What is needed:
Starting with the line containing "Locate every snow-covered" and going on through the line containing "[245,114,474,161]", copy out only those lines of the records below, requests included. In each answer, scale every coordinate by 0.3 and round it to the nearest whole number, with halves rounding up.
--- Input ---
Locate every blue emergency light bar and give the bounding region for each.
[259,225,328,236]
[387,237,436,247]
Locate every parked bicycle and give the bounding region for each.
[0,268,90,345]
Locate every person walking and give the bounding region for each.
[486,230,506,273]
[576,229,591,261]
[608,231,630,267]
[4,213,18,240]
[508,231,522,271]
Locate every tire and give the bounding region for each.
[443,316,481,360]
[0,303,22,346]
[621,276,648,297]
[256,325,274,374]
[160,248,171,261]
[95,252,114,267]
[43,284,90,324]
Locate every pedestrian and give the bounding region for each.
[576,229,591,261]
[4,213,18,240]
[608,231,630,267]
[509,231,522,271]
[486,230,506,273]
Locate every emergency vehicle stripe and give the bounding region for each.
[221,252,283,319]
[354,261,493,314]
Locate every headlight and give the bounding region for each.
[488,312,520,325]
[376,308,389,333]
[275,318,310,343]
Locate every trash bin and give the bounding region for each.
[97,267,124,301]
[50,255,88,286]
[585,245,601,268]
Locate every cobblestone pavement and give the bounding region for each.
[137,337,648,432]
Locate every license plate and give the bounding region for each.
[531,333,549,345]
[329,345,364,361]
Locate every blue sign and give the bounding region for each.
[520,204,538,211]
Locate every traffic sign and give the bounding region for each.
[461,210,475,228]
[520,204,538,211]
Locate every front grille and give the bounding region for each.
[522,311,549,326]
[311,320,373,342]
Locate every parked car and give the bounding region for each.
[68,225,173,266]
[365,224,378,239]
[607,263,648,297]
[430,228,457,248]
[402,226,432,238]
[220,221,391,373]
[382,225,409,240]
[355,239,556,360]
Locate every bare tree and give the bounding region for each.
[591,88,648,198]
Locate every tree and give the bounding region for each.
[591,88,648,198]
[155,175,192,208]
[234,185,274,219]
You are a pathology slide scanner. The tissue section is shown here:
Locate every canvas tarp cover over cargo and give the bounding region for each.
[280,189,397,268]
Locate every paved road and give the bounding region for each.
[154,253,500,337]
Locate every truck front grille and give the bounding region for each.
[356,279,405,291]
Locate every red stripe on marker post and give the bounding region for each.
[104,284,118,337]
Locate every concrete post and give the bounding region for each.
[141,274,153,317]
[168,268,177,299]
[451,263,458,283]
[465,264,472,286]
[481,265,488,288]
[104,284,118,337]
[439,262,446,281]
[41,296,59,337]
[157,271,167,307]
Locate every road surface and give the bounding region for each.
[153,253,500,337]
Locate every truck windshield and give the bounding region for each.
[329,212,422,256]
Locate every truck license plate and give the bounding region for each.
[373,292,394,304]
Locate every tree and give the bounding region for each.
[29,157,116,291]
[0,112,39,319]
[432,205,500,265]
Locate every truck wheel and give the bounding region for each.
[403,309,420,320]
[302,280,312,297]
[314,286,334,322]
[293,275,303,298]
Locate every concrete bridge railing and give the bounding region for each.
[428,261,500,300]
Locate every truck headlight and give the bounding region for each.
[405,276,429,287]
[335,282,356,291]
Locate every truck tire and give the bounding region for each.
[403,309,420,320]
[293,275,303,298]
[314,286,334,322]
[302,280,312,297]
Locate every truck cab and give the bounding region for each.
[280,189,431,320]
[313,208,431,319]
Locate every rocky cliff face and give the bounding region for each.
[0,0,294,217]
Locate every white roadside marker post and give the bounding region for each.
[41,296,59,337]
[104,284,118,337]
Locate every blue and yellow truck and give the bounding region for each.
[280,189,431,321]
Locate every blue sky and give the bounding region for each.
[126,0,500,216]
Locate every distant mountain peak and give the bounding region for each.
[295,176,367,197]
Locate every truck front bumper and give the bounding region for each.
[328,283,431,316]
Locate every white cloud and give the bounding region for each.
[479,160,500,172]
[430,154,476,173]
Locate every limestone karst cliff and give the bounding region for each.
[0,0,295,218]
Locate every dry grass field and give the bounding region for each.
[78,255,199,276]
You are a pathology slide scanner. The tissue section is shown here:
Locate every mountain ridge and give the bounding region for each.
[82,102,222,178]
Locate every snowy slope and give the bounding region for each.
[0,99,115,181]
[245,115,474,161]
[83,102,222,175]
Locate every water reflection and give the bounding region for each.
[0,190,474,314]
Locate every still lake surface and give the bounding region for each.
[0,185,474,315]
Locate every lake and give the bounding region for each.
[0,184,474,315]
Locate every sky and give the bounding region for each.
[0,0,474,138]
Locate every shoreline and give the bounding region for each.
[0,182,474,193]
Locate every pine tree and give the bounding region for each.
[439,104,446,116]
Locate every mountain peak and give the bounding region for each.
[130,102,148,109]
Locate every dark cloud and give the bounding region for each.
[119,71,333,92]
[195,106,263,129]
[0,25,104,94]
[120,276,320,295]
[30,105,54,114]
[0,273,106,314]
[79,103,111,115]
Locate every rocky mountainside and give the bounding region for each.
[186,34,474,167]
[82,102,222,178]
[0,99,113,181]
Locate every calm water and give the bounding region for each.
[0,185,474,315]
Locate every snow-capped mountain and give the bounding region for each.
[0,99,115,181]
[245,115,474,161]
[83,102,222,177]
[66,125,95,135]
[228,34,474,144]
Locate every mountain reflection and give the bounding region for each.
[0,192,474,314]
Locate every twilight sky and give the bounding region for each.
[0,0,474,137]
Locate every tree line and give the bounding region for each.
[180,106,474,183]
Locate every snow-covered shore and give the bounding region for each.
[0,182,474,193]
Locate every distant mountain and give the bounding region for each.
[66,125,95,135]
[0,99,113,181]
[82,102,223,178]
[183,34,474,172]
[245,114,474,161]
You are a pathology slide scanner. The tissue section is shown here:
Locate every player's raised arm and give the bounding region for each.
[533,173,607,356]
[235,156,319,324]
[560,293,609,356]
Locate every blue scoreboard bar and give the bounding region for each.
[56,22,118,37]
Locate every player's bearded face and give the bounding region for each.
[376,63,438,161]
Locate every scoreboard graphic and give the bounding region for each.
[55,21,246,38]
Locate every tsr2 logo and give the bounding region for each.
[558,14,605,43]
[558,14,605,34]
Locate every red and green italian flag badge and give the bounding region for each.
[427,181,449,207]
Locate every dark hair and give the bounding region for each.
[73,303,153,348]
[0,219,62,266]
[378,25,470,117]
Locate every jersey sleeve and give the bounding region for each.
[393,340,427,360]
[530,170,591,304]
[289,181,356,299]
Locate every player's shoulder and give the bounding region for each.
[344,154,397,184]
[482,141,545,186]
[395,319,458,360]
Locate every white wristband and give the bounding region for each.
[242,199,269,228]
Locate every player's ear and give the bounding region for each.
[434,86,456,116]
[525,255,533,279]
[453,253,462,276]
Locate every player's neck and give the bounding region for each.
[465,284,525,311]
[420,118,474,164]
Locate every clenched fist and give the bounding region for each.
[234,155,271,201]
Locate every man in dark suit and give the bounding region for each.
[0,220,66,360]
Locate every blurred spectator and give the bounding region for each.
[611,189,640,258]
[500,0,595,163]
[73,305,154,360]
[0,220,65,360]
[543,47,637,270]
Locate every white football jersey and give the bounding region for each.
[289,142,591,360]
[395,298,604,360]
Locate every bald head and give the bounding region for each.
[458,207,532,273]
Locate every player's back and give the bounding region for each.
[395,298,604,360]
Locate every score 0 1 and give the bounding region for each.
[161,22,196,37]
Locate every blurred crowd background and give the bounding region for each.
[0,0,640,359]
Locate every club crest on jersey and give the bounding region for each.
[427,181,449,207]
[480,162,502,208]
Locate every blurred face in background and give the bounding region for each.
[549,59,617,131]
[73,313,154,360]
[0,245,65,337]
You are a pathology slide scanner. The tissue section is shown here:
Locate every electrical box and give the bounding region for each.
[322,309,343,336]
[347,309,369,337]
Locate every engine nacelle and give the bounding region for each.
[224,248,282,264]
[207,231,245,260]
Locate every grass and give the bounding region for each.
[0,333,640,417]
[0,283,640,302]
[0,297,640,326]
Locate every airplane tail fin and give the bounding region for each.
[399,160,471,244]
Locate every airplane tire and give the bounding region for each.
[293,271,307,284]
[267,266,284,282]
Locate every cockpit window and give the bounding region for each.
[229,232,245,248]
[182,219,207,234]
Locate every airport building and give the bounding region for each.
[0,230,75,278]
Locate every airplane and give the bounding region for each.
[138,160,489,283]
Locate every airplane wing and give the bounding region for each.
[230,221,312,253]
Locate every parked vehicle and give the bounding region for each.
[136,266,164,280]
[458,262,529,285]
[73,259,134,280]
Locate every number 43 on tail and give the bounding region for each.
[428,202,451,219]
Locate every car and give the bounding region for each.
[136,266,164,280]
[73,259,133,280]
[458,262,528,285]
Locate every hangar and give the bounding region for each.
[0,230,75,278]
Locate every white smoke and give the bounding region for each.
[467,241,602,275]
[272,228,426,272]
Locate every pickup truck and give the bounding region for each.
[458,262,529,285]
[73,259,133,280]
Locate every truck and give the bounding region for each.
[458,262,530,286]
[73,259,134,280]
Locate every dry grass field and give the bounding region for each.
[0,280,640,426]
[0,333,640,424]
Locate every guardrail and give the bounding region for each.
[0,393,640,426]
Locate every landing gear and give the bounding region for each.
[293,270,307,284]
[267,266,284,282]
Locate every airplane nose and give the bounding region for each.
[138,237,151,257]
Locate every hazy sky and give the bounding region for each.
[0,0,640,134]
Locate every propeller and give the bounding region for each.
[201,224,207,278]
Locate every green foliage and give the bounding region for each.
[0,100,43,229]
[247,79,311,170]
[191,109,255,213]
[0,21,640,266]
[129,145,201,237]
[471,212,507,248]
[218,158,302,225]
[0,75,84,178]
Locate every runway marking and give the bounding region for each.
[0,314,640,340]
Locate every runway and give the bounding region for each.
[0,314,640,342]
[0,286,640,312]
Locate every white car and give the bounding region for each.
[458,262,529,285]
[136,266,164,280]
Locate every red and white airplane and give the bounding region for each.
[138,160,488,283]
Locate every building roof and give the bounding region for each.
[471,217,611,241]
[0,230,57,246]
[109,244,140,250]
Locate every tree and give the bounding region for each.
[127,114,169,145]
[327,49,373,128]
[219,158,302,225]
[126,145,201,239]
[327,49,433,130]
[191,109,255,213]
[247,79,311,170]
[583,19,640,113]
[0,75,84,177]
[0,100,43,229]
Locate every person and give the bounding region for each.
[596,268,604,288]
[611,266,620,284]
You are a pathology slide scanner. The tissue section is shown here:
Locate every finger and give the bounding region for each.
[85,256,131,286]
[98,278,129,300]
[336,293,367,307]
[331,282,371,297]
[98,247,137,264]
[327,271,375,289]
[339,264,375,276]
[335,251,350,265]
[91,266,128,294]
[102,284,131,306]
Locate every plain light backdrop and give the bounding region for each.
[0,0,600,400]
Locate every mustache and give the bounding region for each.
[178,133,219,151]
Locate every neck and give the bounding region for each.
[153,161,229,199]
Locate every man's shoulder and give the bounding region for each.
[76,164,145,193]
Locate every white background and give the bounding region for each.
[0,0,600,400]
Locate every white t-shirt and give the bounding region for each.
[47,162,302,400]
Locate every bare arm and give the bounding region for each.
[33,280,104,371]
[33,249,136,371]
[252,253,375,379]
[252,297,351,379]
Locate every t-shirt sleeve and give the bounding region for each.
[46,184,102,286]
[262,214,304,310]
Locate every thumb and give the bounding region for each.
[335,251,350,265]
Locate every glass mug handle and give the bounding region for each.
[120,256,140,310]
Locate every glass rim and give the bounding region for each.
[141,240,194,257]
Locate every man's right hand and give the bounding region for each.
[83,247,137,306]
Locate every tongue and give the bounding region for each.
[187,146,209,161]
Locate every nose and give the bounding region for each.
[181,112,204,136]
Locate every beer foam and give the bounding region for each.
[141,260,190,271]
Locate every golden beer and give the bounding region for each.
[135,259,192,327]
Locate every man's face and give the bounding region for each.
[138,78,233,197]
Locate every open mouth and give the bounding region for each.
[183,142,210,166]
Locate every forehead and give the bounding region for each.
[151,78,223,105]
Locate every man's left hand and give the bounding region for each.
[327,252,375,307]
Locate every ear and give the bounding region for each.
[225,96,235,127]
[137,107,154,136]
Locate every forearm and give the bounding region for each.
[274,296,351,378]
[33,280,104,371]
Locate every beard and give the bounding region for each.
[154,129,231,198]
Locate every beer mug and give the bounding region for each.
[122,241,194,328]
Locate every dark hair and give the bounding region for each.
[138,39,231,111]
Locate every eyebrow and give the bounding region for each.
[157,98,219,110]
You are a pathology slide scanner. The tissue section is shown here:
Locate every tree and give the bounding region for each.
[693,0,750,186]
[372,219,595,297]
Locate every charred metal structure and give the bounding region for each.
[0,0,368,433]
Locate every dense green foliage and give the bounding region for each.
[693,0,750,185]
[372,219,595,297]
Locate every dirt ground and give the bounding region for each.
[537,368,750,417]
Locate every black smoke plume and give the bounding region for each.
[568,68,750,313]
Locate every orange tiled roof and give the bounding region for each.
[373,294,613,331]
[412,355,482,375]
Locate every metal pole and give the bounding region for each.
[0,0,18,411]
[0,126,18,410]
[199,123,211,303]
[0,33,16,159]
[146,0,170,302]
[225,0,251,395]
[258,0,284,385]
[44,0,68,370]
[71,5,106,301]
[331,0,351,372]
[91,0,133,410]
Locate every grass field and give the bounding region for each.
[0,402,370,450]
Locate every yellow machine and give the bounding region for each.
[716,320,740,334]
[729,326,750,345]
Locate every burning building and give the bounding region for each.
---
Result for this exercise:
Locate every snow-covered shore and give the bounding region for each.
[0,55,142,58]
Locate every distant mountain and give the bounding region for each.
[20,38,29,41]
[0,30,34,54]
[25,31,67,53]
[55,10,142,52]
[74,34,142,48]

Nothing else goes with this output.